| Set exercise |
Rewrite these lines with "gold chain necklace" changed to "silver chain necklace" and everything else kept the same, leaving out the pictures.

| Data to use |
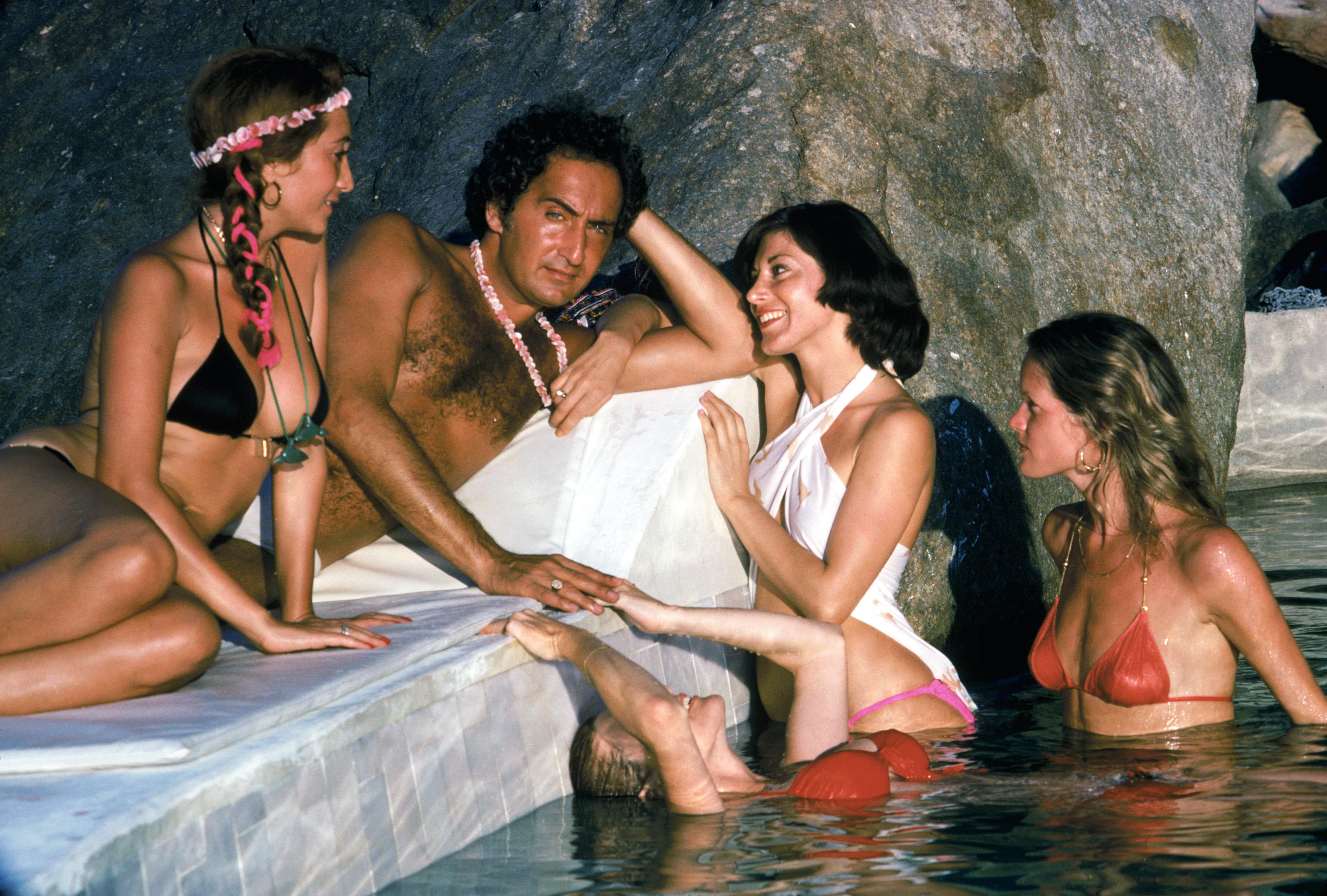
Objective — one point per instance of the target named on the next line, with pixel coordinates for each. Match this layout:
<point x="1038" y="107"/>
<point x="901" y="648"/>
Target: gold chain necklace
<point x="215" y="226"/>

| Response to the task |
Objective — one point per instance of the target named on the next line, with pixel coordinates for each. Match this layout:
<point x="1038" y="107"/>
<point x="901" y="648"/>
Target: silver chain necklace
<point x="215" y="226"/>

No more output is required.